> _Exercise task 1_
From the passage on Riley's painting below, output the part starting with "With this background" and going on through "hard about seeing.", unchanged.
> _Exercise task 2_
Answer these questions on the passage about Riley's painting below:
(a) In what year and at what gallery did Riley have her first solo show?
(b) Where was Riley evacuated during World War II?
(c) Where is the rural vista shown in Pink Landscape?

> _Document section_
§

Riley’s copy of Le Pont de Courbevoie is not a literal one. She took the tiny dashes or lozenges of color that comprise the image and enlarged them somewhat, so that her version exaggerates the so-called “pointillist” effect. Its coarser structure calls attention to the way Seurat decomposed and recomposed the scene using contrasting colors placed adjacent to each other—a strategy that, according to 19th-century color theory, would intensify the luminosity the eye perceives. In Riley’s version, the image starts to comes apart, resembling what one might see on an early color TV when the “snow” takes over. Seen another way, it’s Seurat under a microscope. Pink Landscape is a rural vista in Tuscany, with hills, houses, trees, and sea and sky in the far distance, made up of Divisionist pixels of the magnified type that Riley had used in her Pont de Courbevoie. While still a representational work, it is heading toward abstraction, not only in terms of the way it handles form but in terms of color: The shimmering effect of Divisionism is heightened to the point at which it takes over the painting.

With this background in mind, it becomes easier to understand what Riley was doing when she stunned the art world in 1962 with her first solo show, at Gallery One in London. Movement in Squares (1961), which is on view at the Hayward, gets rid of all non-essentials. It’s pure black and white, a checkerboard in which, as your eye moves from left to right, the squares start to contract, into ever-narrower rectangles, then start to expand again. The viewer experiences this as literal movement—the composition seems to ripple and bulge, and at the point where the rectangles are thinnest, there’s a sort of quiver or shimmer taking place. Like the neo-Divisionist work she’d been doing, Riley’s new work was examining the nature of vision, breaking it down, pushing it to its limits and beyond, challenging to viewer to think hard about seeing.

Born in London in 1931, the daughter of a printing-company owner, Riley was raised in Lincolnshire and evacuated to the coast of Cornwall during World War II. There, long before she saw a Seurat, living in a remote place with very few distractions, her eyes were drawn to the shore, where rocks, sand, and sea meet. “This was a tremendous excitement,” she recalled, “the dots, the dashes, the friction, the prickle, the smooth depths, the great tranquility, the opacity that stimulates you to look.” This precocious visual experience prefigures much of what she did later on, when she became an artist.

§

> _Dataset content_
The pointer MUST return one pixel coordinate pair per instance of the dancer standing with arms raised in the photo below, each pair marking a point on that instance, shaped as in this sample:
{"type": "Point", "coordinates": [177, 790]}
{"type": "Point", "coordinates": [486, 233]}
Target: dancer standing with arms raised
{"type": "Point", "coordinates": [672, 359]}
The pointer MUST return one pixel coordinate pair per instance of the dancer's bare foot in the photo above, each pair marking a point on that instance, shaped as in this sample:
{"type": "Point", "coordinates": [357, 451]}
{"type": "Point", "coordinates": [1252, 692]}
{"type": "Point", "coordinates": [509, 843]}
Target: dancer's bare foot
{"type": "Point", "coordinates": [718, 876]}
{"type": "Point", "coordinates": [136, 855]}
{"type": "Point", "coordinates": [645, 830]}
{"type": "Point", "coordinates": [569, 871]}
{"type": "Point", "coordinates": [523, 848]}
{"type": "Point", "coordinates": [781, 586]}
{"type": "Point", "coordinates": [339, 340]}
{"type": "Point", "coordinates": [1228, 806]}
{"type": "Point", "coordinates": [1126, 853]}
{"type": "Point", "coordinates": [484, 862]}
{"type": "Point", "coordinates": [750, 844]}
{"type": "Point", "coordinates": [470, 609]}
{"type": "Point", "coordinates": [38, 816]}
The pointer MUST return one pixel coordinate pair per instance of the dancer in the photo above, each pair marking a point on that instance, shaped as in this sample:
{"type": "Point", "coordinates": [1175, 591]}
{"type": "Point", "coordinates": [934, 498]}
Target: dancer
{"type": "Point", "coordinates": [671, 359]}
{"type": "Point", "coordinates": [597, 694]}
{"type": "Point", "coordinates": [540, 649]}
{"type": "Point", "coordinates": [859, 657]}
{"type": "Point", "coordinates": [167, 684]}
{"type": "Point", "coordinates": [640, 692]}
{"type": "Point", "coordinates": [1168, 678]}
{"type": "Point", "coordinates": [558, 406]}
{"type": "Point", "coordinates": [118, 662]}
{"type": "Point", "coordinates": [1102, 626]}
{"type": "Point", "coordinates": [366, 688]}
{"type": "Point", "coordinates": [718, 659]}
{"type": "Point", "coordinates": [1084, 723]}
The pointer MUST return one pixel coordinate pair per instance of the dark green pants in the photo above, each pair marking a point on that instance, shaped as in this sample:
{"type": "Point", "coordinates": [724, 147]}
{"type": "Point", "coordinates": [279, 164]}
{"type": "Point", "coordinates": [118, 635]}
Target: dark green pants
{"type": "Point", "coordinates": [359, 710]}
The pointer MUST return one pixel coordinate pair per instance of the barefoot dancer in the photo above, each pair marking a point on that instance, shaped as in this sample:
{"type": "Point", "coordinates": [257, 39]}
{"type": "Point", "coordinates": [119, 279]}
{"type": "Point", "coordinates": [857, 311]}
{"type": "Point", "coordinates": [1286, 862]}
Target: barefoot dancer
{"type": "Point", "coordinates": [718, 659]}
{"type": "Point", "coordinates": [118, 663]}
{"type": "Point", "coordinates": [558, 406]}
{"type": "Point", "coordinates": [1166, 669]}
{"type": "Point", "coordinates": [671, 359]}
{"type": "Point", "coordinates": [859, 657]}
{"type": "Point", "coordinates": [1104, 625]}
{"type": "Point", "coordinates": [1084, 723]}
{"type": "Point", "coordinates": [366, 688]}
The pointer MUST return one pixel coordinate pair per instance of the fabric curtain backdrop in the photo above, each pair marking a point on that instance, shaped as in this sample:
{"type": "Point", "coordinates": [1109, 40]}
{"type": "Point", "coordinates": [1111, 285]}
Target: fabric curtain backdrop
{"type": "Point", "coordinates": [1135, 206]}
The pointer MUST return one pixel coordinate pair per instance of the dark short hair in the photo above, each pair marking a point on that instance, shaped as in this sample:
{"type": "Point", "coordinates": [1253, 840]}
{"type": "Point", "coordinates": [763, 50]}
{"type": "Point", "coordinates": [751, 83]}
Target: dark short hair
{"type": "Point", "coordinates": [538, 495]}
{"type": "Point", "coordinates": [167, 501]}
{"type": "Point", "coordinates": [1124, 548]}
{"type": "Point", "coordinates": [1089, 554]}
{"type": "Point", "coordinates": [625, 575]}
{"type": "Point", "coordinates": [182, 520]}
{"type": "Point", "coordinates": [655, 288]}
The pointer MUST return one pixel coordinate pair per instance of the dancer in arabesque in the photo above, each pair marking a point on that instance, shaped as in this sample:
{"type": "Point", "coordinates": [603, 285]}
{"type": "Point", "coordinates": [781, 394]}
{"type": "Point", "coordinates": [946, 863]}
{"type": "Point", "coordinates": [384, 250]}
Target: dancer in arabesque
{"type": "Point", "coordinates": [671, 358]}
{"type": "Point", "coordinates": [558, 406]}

§

> _Full output 1_
With this background in mind, it becomes easier to understand what Riley was doing when she stunned the art world in 1962 with her first solo show, at Gallery One in London. Movement in Squares (1961), which is on view at the Hayward, gets rid of all non-essentials. It’s pure black and white, a checkerboard in which, as your eye moves from left to right, the squares start to contract, into ever-narrower rectangles, then start to expand again. The viewer experiences this as literal movement—the composition seems to ripple and bulge, and at the point where the rectangles are thinnest, there’s a sort of quiver or shimmer taking place. Like the neo-Divisionist work she’d been doing, Riley’s new work was examining the nature of vision, breaking it down, pushing it to its limits and beyond, challenging to viewer to think hard about seeing.

> _Full output 2_
(a) In 1962, at Gallery One in London.
(b) To the coast of Cornwall.
(c) In Tuscany.